== GIVEN PASSAGE ==
One year ago, on 13 March 2023 in San Diego, the Leaders of Australia, the United Kingdom, and the United States announced the Optimal Pathway. The Optimal Pathway outlines an ambitious plan to deliver a conventionally armed, nuclear-powered submarine capability (SSNs) for the Royal Australian Navy – a plan that will strengthen our three countries’ combined military capabilities, boost our collective industrial capacity, set the highest non-proliferation standard and enhance our ability to promote stability and security in the Indo-Pacific and beyond. 

AUKUS is built on the bedrock of decades of close defence, capability and technology cooperation between our three nations and is a natural progression of our partnership. Today, AUKUS partners welcomed the announcement of the selection of ASC Pty Ltd and BAE Systems to build Australia’s SSN-AUKUS submarines, and the selection of ASC as Australia’s nuclear-powered submarine sustainment partner. 

The formation of these strategic partnerships with industry is a significant milestone in the AUKUS endeavour. It is a demonstration of our trilateral industry supporting the Optimal Pathway becoming a reality and will underpin Australia’s role as a capable security partner and responsible steward of a conventionally armed, nuclear-powered submarine capability for decades to come.

== Labeled area outline data ==
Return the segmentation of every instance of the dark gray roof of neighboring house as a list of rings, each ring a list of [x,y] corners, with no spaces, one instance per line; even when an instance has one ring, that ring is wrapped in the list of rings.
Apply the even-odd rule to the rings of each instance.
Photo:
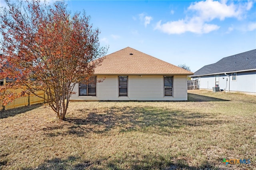
[[[227,57],[214,64],[205,65],[190,77],[256,69],[256,49]]]

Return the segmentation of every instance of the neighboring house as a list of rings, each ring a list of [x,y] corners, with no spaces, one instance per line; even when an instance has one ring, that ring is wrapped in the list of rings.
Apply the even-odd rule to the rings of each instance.
[[[219,87],[226,91],[256,95],[256,49],[223,58],[190,77],[198,79],[200,89]]]
[[[185,101],[193,73],[127,47],[104,57],[90,84],[76,85],[70,100]],[[98,82],[97,80],[104,79]]]

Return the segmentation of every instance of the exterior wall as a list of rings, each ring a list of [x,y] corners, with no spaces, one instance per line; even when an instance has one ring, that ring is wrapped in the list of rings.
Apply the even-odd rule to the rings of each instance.
[[[174,76],[173,97],[164,96],[163,76],[128,76],[127,97],[118,97],[118,76],[97,76],[98,79],[104,78],[105,79],[103,82],[97,83],[96,96],[79,96],[77,84],[73,90],[76,94],[72,95],[70,99],[85,101],[187,100],[186,75]]]
[[[236,81],[230,79],[230,91],[256,93],[256,71],[238,72]]]
[[[232,81],[231,73],[220,74],[219,87],[226,91],[240,91],[256,93],[256,71],[237,72],[236,81]],[[192,77],[192,79],[198,77]],[[215,75],[201,76],[199,88],[212,89],[215,86]]]

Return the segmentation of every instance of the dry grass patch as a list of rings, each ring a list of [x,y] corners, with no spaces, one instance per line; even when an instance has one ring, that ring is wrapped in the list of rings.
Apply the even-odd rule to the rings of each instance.
[[[62,122],[48,107],[2,112],[1,169],[253,169],[256,97],[189,93],[188,102],[72,103]]]

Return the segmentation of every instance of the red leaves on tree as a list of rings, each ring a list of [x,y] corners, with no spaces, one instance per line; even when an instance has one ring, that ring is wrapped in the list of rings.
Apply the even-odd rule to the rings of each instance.
[[[6,2],[10,9],[0,14],[0,79],[16,79],[8,88],[22,86],[34,94],[44,91],[63,119],[74,84],[93,74],[106,52],[100,47],[98,29],[92,28],[85,14],[71,16],[63,1],[52,6],[36,0]],[[1,100],[24,95],[4,95],[6,89],[0,89]]]

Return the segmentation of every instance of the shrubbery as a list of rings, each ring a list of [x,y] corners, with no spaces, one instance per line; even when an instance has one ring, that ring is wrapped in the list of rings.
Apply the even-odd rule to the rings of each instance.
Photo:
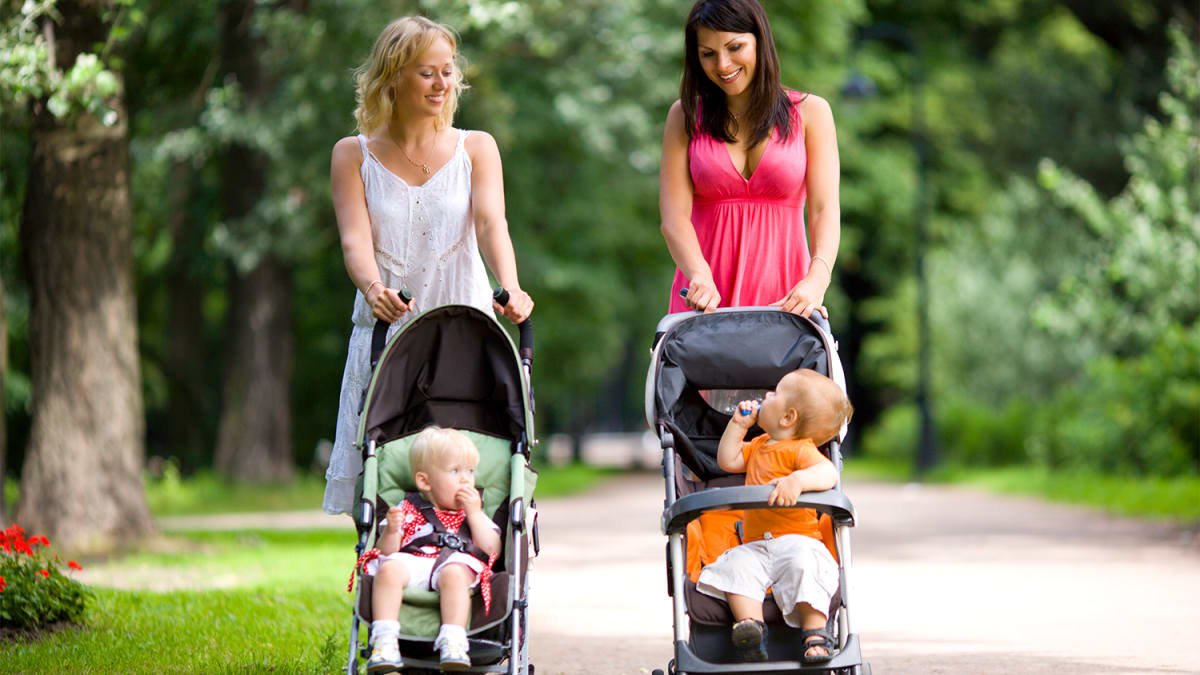
[[[12,525],[0,531],[0,628],[38,628],[56,621],[78,623],[91,591],[62,573],[44,536],[25,537]],[[73,560],[67,573],[80,569]]]

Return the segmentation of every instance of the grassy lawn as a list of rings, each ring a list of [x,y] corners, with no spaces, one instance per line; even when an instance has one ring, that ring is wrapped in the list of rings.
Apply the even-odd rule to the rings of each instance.
[[[907,464],[852,458],[846,478],[911,480]],[[1098,473],[1051,472],[1038,467],[941,467],[930,483],[971,485],[994,492],[1031,495],[1055,502],[1097,507],[1116,515],[1200,525],[1200,477],[1145,478]]]
[[[84,628],[0,645],[0,673],[299,674],[344,664],[353,532],[200,532],[166,542],[173,552],[85,563],[85,572],[179,590],[97,587]]]
[[[619,471],[540,467],[538,496]],[[148,480],[155,515],[316,509],[324,480],[248,486],[214,476]],[[85,625],[0,641],[0,673],[337,673],[344,667],[354,532],[168,533],[113,560],[83,560]],[[130,590],[121,590],[130,589]]]

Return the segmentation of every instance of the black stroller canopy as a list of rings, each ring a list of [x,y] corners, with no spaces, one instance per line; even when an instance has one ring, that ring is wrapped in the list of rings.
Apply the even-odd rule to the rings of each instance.
[[[680,449],[680,455],[706,479],[728,476],[716,465],[716,443],[730,416],[713,410],[701,390],[774,389],[781,377],[800,368],[829,375],[817,328],[779,310],[697,315],[662,340],[654,381],[658,420],[691,446],[692,452]]]
[[[520,438],[521,365],[512,341],[464,305],[425,312],[401,329],[377,366],[366,440],[386,443],[430,424]]]
[[[689,384],[694,389],[774,389],[781,377],[800,368],[829,375],[817,329],[790,312],[701,315],[680,323],[664,340],[655,386],[660,416],[668,416]]]

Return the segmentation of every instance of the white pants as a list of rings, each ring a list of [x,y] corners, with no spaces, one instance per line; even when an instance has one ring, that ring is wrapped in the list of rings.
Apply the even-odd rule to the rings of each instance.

== TO BE DONE ==
1. Answer these questions from the AUKUS passage:
(a) On what date and in what city was the Optimal Pathway announced?
(b) Which companies were selected to build Australia's SSN-AUKUS submarines?
(c) Which company was chosen as Australia's nuclear-powered submarine sustainment partner?
2. According to the AUKUS passage, why is the formation of the strategic partnerships with industry a significant milestone?
The data are not needed for any task.

== OUTPUTS ==
1.
(a) 13 March 2023, in San Diego.
(b) ASC Pty Ltd and BAE Systems.
(c) ASC.

2. It shows the three nations' industry supporting the Optimal Pathway as it becomes a reality. It will also underpin Australia's role as a capable security partner and responsible steward of a conventionally armed, nuclear-powered submarine capability for decades to come.